> [Passage provided]:
§ §

This assertion ignores the reality that most drug addicts are unable to reform on their own and need the threat of incarceration as well as counseling to clean up. The commissioner’s naivete here reflects Nancy Reagan’s “just say no” mantra.
Effectiveness?
In another apparent contradiction, Mortensen acknowledges drug court “appears to be the most successful program at forcing people to rehabilitate. Data (about its benefits) remains hard to come by, though.” He specifically sites a lack of data on criminal recidivism rates for a five-year period after participants graduate.
As I’ve reported previously, Stanford University estimates that $1 spent on drug court saves about $4 in costs for jailing and caring for offenders. Recidivism drops, on average, by 38% to 50% among adult drug court participants. Cowlitz County has a similar success story: About 80% of participants don’t reoffend over a three-year period following completion of drug court, court officials say.
“The Portland State University professor we hired to do a study of (the Cowlitz County) program picked three years as the point to look at,” Warning said. “That’s like every other (drug court efficacy) study in the country. For Arne to pick a random number and then claim there is a problem because we don’t have figures for his random number is pretty disingenuous.”
A 20-year-old study by the Washington, D.C.-based Justice Policy Center compared 29 drug court programs in the U.S., including five in Washington, to other sites that took other approaches to offender drug use. It found that drug court participants, at six and 18 months after graduation, had significantly lower rates of drug use relapse, significantly reduced criminal behavior, and were significantly less likely to report a need for employment, educational, and financial services than non participants. Further, drug court participants reported significantly less family conflict than comparison offenders. An updated study is in progress.
Judicial roles
“Judges are supposed to apply the law; their charter is not welfare administration or welfare activism. Their consideration should be for compliance with constitutional law and not trying to save money, such as considering the cost of jail,” Mortensen’s paper asserts.
What, this from a commissioner who avows to protect taxpayer’s wallets? Jailing someone in Cowlitz County costs about $100 a day. So he opposes efficient administration of justice?

§ §

> [Data under study]:

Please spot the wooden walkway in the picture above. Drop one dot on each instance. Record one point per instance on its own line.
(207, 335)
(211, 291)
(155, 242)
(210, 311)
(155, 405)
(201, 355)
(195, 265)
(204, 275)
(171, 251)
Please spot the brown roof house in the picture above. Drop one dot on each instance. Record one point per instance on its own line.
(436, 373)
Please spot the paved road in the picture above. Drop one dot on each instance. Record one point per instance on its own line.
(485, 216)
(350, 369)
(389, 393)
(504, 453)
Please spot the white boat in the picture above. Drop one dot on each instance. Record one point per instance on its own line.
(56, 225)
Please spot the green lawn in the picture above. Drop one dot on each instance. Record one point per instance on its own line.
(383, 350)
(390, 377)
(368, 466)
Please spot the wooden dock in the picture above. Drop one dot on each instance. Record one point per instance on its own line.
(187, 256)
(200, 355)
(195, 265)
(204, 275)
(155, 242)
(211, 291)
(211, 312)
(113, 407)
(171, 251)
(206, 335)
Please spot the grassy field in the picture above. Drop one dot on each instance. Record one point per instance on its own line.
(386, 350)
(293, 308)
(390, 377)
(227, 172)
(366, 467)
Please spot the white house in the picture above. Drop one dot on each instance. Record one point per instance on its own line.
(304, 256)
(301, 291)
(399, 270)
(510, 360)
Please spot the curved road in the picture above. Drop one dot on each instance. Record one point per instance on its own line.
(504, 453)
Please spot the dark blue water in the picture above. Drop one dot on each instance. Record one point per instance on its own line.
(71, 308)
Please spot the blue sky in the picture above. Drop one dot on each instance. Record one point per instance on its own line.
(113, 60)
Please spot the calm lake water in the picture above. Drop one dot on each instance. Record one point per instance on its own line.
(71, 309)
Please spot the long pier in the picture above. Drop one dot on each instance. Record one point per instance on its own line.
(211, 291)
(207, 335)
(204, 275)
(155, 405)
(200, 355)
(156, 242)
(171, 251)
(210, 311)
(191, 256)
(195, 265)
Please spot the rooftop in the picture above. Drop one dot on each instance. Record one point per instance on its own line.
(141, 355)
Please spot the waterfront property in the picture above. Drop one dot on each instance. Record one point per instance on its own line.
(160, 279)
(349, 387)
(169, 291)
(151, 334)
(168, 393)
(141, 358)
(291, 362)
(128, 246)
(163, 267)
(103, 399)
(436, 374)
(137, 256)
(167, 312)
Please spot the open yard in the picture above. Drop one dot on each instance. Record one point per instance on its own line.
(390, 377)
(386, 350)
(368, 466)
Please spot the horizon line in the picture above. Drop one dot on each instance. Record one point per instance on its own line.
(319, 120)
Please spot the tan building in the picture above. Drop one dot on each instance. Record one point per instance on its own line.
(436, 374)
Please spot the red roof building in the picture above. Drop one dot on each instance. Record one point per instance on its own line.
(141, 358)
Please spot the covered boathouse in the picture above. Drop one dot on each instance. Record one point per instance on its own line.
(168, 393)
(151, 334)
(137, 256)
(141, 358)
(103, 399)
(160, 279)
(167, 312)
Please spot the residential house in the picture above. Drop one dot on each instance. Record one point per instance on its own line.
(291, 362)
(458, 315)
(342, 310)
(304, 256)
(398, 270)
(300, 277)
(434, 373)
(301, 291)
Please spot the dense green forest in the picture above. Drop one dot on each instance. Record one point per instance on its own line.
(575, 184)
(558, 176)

§ §

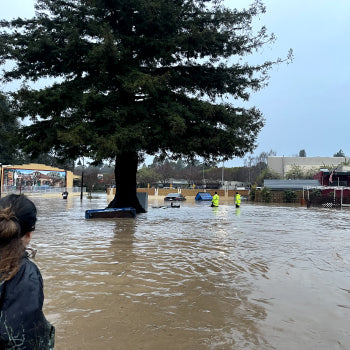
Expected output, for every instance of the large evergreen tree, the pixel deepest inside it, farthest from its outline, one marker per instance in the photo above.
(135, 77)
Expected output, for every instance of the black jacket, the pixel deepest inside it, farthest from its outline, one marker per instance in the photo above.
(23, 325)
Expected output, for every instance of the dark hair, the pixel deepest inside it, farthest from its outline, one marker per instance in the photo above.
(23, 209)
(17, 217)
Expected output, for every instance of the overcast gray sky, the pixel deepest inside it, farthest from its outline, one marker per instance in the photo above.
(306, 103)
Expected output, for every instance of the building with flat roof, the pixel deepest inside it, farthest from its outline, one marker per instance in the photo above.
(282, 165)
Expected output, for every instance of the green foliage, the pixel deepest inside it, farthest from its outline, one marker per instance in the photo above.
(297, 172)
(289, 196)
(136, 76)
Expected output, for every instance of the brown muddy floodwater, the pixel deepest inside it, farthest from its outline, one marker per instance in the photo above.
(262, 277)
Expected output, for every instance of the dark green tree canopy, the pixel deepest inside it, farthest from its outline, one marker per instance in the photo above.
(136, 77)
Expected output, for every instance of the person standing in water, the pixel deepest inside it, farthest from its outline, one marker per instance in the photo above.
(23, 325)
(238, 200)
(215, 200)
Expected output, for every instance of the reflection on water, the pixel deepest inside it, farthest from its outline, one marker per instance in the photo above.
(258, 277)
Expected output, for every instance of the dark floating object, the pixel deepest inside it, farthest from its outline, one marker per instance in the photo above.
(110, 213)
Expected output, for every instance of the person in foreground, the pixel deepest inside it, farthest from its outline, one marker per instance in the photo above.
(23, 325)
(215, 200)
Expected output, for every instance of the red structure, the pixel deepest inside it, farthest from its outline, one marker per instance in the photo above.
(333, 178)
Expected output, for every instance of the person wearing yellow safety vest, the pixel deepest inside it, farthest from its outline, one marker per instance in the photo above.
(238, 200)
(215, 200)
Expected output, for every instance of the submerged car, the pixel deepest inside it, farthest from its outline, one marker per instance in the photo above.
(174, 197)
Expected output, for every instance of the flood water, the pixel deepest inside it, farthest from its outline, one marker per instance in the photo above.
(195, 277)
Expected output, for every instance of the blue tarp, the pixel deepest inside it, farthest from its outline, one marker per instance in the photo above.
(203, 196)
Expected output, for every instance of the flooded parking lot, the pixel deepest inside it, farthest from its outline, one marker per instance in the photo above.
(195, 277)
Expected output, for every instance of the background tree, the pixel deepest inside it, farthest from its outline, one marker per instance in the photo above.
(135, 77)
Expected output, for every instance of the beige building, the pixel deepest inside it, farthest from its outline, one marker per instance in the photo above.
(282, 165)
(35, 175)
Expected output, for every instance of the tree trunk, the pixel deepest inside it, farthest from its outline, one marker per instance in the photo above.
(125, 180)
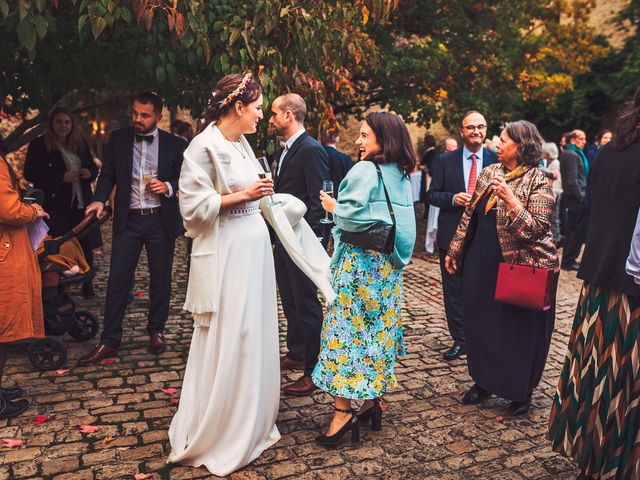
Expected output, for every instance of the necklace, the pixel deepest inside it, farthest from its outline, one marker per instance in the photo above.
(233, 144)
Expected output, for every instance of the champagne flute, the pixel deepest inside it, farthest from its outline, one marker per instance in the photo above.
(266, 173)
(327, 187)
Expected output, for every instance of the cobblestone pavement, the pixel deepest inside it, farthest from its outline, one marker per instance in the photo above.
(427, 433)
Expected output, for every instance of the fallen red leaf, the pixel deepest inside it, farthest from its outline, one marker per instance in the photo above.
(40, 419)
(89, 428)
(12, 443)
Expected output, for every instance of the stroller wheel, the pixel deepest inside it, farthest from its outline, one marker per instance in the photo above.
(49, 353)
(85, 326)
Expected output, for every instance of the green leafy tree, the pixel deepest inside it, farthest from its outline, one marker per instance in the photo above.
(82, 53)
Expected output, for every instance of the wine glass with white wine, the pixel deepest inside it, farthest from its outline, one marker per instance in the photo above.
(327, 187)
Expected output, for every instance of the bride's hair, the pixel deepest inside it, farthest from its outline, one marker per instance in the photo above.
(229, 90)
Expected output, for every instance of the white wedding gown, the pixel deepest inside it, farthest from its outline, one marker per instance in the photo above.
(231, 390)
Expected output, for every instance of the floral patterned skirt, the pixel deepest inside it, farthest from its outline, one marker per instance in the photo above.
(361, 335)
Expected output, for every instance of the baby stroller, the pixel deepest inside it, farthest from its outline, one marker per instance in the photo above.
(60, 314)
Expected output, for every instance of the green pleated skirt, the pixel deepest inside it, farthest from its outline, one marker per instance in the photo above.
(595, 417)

§ §

> [Activity list]:
1. According to the drug court passage, what share of Cowlitz County participants do not reoffend within three years of completing drug court?
2. For each statement below, state whether it agrees with the drug court passage, and support each yes or no with the deciding words of the passage, quoted exactly.
(a) The Justice Policy Center study compared 29 drug court programs, five of them in Washington.
(b) Jailing someone in Cowlitz County costs about $50 a day.
(c) The Portland State University professor chose five years as the period to examine.
3. Pick up the drug court passage after its last sentence and continue it.

> [Outputs by task]:
1. About 80%, according to court officials.

2.
(a) Yes: "compared 29 drug court programs in the U.S., including five in Washington"
(b) No: "Jailing someone in Cowlitz County costs about $100 a day."
(c) No: "picked three years as the point to look at"

3.
Drug court, which is authorized under state law, is not “welfare activism.” It is first and foremost a law enforcement and corrections program. Its aim is to reform criminals so they don’t reoffend. In the long run, it saves money and reduces crime. Jails, unfortunately, can be breeders of more hardened criminals.
Mortensen points out that drug use still is rampant. So it is. But why eliminate a program shown to make at least some dent in the problem — and that even he acknowledges saves addicted people?
Mortensen is making up unsupportable arguments to justify his constitutional ideology and belief in limited government. But there is no constitutional issue here.
Does Mortensen believe drug users are bums that to be abandoned or left to reform themselves without public expense? That would be unrealistic and uncharitable, a view that is blind to the costs to taxpayers and the impacts of addiction on abusers, families and the public.
Not only should Drug Court be saved, it should be expanded.
Thank you, Andre! Mortensen must be replaced. He has demonstrated that he cannot be trusted to work for the good of the people in our community.
Your last question is does Mortenson believe drug users are bums to be abandoned is exactly what he seems to believe. He appears to have no clue about how drug courts work. He says the judge isn’t a social worker. True, but drug court has staff who have social work background who report to the judge and make recommendations. I was a social worker for dependency drug court for 6 years. I know graduates who are working as chemical dependency professionals now over 15 years later. Not only have they stayed clean, but they are helping others get clean. Mortenson is just spouting off opinions without facts.